[Opening Dataset records section]

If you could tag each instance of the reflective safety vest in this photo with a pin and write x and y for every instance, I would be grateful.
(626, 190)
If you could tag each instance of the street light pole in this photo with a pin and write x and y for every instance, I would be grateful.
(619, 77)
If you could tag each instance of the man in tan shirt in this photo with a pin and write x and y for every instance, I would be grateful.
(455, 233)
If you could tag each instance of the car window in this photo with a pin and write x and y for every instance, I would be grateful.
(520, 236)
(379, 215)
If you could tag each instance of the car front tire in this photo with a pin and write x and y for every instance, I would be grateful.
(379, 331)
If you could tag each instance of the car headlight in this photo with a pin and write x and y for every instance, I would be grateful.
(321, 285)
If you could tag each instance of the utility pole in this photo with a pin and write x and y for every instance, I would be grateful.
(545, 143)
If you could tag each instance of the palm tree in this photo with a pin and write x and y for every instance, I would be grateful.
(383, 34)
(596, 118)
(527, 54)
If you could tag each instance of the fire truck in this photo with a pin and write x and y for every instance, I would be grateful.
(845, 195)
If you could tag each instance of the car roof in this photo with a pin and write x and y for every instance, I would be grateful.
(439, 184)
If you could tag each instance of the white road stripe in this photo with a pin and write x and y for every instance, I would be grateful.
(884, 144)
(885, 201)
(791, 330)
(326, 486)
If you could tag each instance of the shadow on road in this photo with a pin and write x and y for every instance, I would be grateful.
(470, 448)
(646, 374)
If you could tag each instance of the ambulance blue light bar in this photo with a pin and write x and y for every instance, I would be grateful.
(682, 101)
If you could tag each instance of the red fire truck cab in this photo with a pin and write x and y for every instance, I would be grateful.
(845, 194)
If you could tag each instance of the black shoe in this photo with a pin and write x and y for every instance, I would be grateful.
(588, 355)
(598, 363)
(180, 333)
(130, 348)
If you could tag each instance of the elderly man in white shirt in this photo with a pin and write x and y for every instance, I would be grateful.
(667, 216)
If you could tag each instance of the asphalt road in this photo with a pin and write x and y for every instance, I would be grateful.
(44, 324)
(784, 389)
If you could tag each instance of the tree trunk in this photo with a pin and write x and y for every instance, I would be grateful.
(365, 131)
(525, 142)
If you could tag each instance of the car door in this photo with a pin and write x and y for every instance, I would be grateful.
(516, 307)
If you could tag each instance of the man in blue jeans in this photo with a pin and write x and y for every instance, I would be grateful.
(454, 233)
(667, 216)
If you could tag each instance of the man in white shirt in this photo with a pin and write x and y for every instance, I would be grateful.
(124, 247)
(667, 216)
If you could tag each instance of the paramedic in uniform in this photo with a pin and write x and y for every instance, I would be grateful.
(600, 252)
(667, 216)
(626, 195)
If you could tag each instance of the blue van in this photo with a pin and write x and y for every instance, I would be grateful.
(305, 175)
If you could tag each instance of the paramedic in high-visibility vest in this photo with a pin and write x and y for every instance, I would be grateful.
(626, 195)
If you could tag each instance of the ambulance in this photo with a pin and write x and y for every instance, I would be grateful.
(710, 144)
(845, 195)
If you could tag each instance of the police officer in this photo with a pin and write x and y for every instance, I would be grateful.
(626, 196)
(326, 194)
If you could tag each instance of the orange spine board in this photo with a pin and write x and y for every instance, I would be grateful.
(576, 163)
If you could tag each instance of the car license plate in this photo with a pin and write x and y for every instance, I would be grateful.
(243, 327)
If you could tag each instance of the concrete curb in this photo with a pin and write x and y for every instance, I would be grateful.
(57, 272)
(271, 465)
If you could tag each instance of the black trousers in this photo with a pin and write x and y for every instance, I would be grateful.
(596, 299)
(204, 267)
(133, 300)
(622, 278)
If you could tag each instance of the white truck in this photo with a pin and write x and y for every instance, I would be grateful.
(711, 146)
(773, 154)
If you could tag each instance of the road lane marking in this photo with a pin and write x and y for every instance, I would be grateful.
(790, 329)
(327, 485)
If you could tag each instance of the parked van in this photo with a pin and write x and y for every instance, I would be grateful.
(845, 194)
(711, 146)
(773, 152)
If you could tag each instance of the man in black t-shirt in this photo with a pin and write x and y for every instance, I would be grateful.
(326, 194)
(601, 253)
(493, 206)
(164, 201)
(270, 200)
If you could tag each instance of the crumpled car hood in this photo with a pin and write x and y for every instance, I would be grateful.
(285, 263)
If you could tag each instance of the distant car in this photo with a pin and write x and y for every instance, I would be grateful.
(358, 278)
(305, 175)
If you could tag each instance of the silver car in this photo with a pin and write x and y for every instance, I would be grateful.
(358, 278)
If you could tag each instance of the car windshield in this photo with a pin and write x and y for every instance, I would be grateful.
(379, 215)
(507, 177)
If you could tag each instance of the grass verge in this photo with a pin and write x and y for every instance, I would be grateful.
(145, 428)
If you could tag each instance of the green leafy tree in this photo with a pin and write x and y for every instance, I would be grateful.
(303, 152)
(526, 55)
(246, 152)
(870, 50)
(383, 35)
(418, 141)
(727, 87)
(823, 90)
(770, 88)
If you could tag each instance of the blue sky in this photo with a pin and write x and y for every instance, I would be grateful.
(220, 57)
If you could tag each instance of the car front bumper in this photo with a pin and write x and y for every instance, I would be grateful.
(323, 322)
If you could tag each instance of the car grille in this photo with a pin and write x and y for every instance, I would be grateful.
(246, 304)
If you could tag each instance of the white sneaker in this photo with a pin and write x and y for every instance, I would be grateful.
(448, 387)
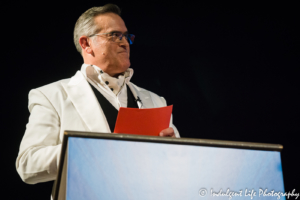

[Closing Dataset records section]

What you need to do. Word for word, repeat each record above; leave out every picture.

Completed task.
If you could tag each instance of the reflective safety vest in this photo with a pin and write x and y for every instance, I would be grateful.
(626, 190)
If you could tag each instance of the street light pole in this photo with a pin and write x and y for every instance, I would be grateful.
(619, 77)
If you could tag each instance of the man in tan shirt in this photo with a pin and write x and y for every instance, I would be grateful.
(455, 233)
If you could tag each instance of the car window in this photo with a pin and write x and y for every instance, I would be grateful.
(520, 236)
(379, 215)
If you could tag each instance of the car front tire in this photo with a pin and write x and y for every instance, I would be grateful.
(379, 331)
If you could tag each instance of the car headlight in this photo with a pin and write x and y for every instance, I would be grateful.
(321, 285)
If you could tag each instance of the utility pole in this photo with a pin and write x and y for every instance, I would be grateful.
(545, 143)
If you could tag each instance of the palm tree in this photo with a pin and write x and y for every instance, I would be grateful.
(383, 34)
(596, 118)
(527, 54)
If you could tag each instance of the fire truck in this photo with a pin and write x and y for every instance, I would be grateful.
(845, 195)
If you could tag each instance of the car roof in this photo with a pin and write x and y for every instance, I would be grateful.
(439, 184)
If you could tag each instance of the white road stripe in this photo with a pin and write x and y for every instance, I would be grateful.
(884, 144)
(885, 201)
(791, 330)
(326, 486)
If you could tag each instance of the shadow on road in this photo with a pin and write x and y for every instance, I would be grateful.
(470, 448)
(646, 374)
If you could tag each instance of the ambulance blue light bar in this photo with a pin and write x and y for every instance, I would be grateful.
(682, 101)
If you could tag each instance of the red fire truck cab in this photo with a pin and write x and y for every instance, I would be grateful.
(845, 194)
If you could tag each instance of the black shoe in this photo with a pin and write x and y for every instance, I would be grateful.
(588, 355)
(598, 363)
(180, 333)
(130, 348)
If you could tag each instance of the elderly man in white shirt in this photo with a pin and write x and y for every instance, I would be grateful.
(667, 216)
If you could tag each instance of the asphalt road in this photo with a pin and write x and y for every instance, I would be grateful.
(44, 324)
(784, 389)
If you could tag each instance of the tree trunk in this photo with a pin and write x and y for every instance, I would be grateful.
(365, 131)
(525, 142)
If you could tag each instance of the car door in this photo with a pin and write x and y for every instance, I would be grateful.
(516, 307)
If you could tag each instance of the man in blue jeans in this photo with a pin and write x and y for every instance, I would be grateful.
(454, 233)
(667, 216)
If you could tag each instance of the man in white shirt in this photo with a pin and write x and y for every instance, I would be grateful.
(124, 247)
(667, 216)
If you could tag each instance of the paramedic in uniform in this photo with a pin and write x and y for every instance, I would be grateful.
(600, 252)
(667, 216)
(626, 195)
If you could tag each instance of the blue van in this photo with a pin and write x and y for every instance, I would be grateful.
(305, 175)
If you could tag each instance of the paramedic in high-visibility vest in this photo with a pin and write x and y for every instance, I would be grateful.
(626, 195)
If you could tag each instance of the ambulance in this photo with a pin and write x and y for every instance, I would be grateful.
(710, 144)
(845, 195)
If you could tag each instance of the police officer in this photo with a pin and write x and y for every instance, I would be grateful.
(626, 196)
(326, 194)
If you could tag each instance of the orange spine board in this photo with a pin and write x and y for every instance, I would be grateful.
(576, 163)
If you could tag each instance of the car license plate in this photo with a pin and write x and y for every instance, I would be grateful.
(243, 327)
If you could tag each instance of the concrete curb in this photo with a pin and write x and y for every instance, I would be grateful.
(57, 272)
(271, 465)
If you could tag each instance of the black trousers in this photo with a pin and write x and y for every instance, I would be grateful.
(596, 299)
(204, 267)
(133, 300)
(622, 278)
If you could tag each instance of the white truck in this photo with a pin and write x and y for every instance, I would be grateful.
(711, 146)
(773, 154)
If you could tag each instance of the road lane marking in this photo with a pin and write x and y for every instance, I would be grateful.
(790, 329)
(327, 485)
If you could tag each instance of the parked van in this photo with a pin and write x and y for every instance, I would be grateful.
(845, 194)
(711, 146)
(773, 152)
If you could tag each instance of the man in black t-shirt in this photo with a pin and write x and y for every instance, I would be grateful.
(326, 194)
(601, 253)
(493, 206)
(164, 201)
(270, 200)
If you could tag each instance of the crumpled car hood in this photo with a pin and write x and y for every instance, I would be grateful.
(285, 263)
If you could tag each instance of the distant car in this photo with a pin and write x and y for every instance, I would be grateful.
(358, 278)
(305, 175)
If you could tag each instance of the silver car in this photo with a pin and write x and y for every instance, I would be grateful.
(358, 278)
If you could tag each instance of the car windshield in this photo with a pin and write x and y for every instance, I would be grateful.
(379, 215)
(507, 177)
If you could tag each instance of the grass verge in this photo with a pin and write x and y for every instance, I would be grateful.
(145, 428)
If you could tag each instance of the green leafy tree in this photo with a pin and write x and y for every instance, I would be grateful.
(303, 152)
(526, 55)
(246, 152)
(870, 50)
(383, 35)
(418, 141)
(727, 87)
(823, 90)
(770, 88)
If you could tag each instance of the blue sky in this photo with a pin and write x and y for every instance, I would be grateful.
(220, 57)
If you could tag each instance of the car front bumper in this photo with a pin and write x and y for every instance, I would be grateful.
(323, 322)
If you could tag each instance of the car grille in this photo with a pin and write x and y for every instance, I would be grateful.
(246, 304)
If you could tag each instance of the white sneaker in this photo with a pin and write x and y for every instance, I would be grateful.
(448, 387)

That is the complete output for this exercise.